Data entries
* * *
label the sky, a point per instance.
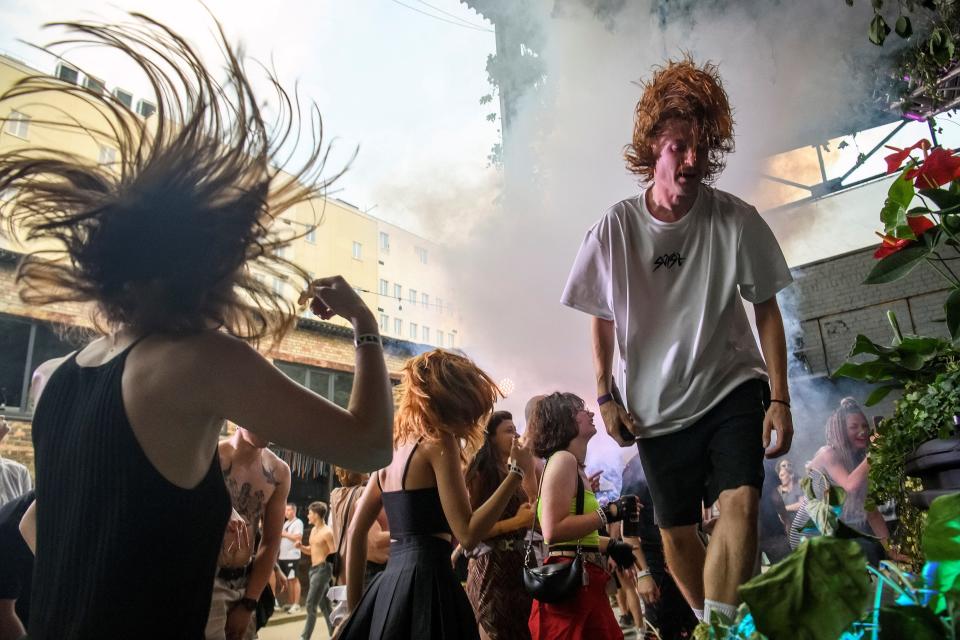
(404, 89)
(401, 87)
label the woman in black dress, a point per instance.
(444, 400)
(160, 244)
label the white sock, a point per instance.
(728, 611)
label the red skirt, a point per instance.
(587, 616)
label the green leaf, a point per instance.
(912, 621)
(903, 27)
(823, 575)
(878, 30)
(879, 394)
(941, 538)
(901, 191)
(895, 325)
(897, 265)
(952, 308)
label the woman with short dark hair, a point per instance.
(161, 245)
(559, 430)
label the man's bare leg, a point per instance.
(733, 546)
(685, 558)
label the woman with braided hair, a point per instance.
(160, 246)
(843, 462)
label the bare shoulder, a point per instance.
(443, 449)
(561, 462)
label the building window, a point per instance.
(146, 108)
(67, 73)
(24, 346)
(108, 156)
(18, 124)
(123, 97)
(332, 385)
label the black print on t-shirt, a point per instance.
(669, 260)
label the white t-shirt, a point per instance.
(671, 290)
(288, 548)
(14, 480)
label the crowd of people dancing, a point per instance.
(143, 525)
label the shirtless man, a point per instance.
(321, 545)
(258, 482)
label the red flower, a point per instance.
(918, 224)
(939, 168)
(894, 160)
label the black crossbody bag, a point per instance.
(551, 583)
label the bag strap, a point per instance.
(346, 516)
(581, 497)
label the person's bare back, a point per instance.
(251, 483)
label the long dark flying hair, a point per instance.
(163, 239)
(484, 474)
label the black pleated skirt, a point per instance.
(416, 596)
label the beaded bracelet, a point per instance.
(368, 338)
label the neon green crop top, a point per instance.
(590, 504)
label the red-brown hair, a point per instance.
(682, 91)
(443, 391)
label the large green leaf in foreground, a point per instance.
(813, 594)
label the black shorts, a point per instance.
(722, 450)
(287, 567)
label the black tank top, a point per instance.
(121, 552)
(413, 512)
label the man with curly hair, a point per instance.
(664, 272)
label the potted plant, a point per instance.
(921, 218)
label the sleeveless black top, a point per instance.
(121, 551)
(413, 512)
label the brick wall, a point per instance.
(832, 305)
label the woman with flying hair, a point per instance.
(444, 401)
(571, 517)
(162, 246)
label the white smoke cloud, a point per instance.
(789, 69)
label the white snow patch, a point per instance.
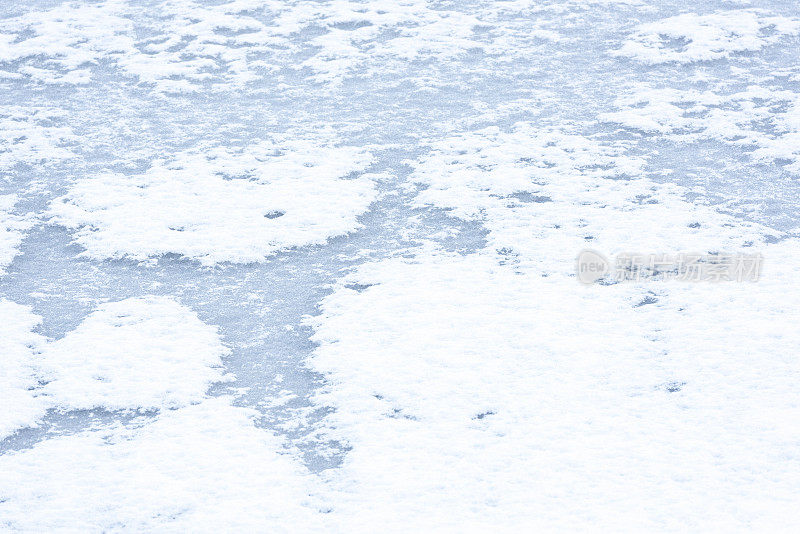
(221, 205)
(475, 395)
(691, 37)
(146, 352)
(202, 468)
(12, 230)
(17, 373)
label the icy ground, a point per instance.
(302, 265)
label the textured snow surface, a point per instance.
(221, 205)
(17, 376)
(309, 265)
(136, 353)
(692, 37)
(147, 478)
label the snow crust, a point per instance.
(201, 468)
(137, 353)
(18, 344)
(692, 37)
(221, 205)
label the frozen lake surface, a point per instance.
(299, 264)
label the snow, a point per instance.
(530, 399)
(221, 205)
(310, 265)
(691, 37)
(139, 353)
(21, 408)
(147, 478)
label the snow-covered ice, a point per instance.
* * *
(TASK DIRECTIONS): The copy you write must hold every record verbatim and none of the pictures.

(EXERCISE OUTPUT):
label the sky, a point per instance.
(404, 89)
(401, 87)
label the woman in black dress, a point per instance.
(444, 400)
(160, 244)
label the white sock, a point per instance.
(728, 611)
label the red skirt, a point per instance.
(587, 616)
label the green leaf, a point per instance.
(912, 621)
(903, 27)
(823, 575)
(878, 30)
(879, 394)
(941, 538)
(901, 191)
(895, 325)
(897, 265)
(952, 308)
label the woman with short dark hair, a point per instance.
(161, 245)
(559, 430)
label the man's bare leg, a point per instance.
(733, 546)
(685, 558)
label the woman with braided hair, a point per instance.
(160, 246)
(843, 462)
label the bare shoulder, a point per instance.
(443, 449)
(561, 462)
label the building window, a point per instance.
(146, 108)
(67, 73)
(24, 346)
(108, 156)
(18, 124)
(123, 97)
(332, 385)
label the black print on t-shirt, a point per instance.
(669, 260)
label the white t-shirt, a point per instance.
(671, 290)
(288, 548)
(14, 480)
label the crowd of people dancing, a point per instance.
(143, 525)
label the shirtless man, a point per instance.
(321, 545)
(258, 482)
label the red flower, a point per instance.
(918, 224)
(939, 168)
(894, 160)
label the black crossbody bag, a point per instance.
(551, 583)
label the bag strap, a point per instance.
(346, 516)
(581, 497)
label the person's bare back, a point per instance.
(251, 483)
label the long dark flying hair, a point per instance.
(163, 239)
(484, 474)
label the black pleated skirt, a point per instance.
(416, 596)
label the beaded bracelet, a point per instance.
(368, 338)
label the neon green crop top, a point per instance.
(590, 504)
label the red-brown hair, a point per instance.
(682, 91)
(443, 391)
label the large green leaf in foreground, a point per instance.
(813, 594)
label the black shorts, a point per instance.
(722, 450)
(287, 567)
label the black tank top, a point per instance.
(121, 552)
(413, 512)
label the man with curly hair, a point per instance.
(664, 272)
label the potted plant, a point per instance.
(921, 218)
label the sleeveless black top, a point per instance.
(121, 551)
(413, 512)
label the brick wall, a point per instance.
(832, 305)
label the woman with flying hair, a point per instance.
(444, 401)
(571, 517)
(162, 246)
label the white smoke cloud, a point per instance.
(789, 69)
label the white snow patch, a point per instance.
(221, 205)
(475, 395)
(691, 37)
(146, 352)
(202, 468)
(12, 230)
(17, 373)
label the icy ground, a point per instance.
(302, 265)
label the textured snow surface, a point per instance.
(221, 205)
(17, 376)
(309, 265)
(136, 353)
(692, 37)
(147, 478)
label the snow crust, a point per instance.
(201, 468)
(137, 353)
(18, 344)
(692, 37)
(221, 205)
label the frozen lake surface, a point per instance.
(299, 264)
label the snow, a point per instance.
(530, 399)
(221, 205)
(310, 265)
(691, 37)
(139, 353)
(21, 408)
(147, 478)
label the snow-covered ice, a point per instance.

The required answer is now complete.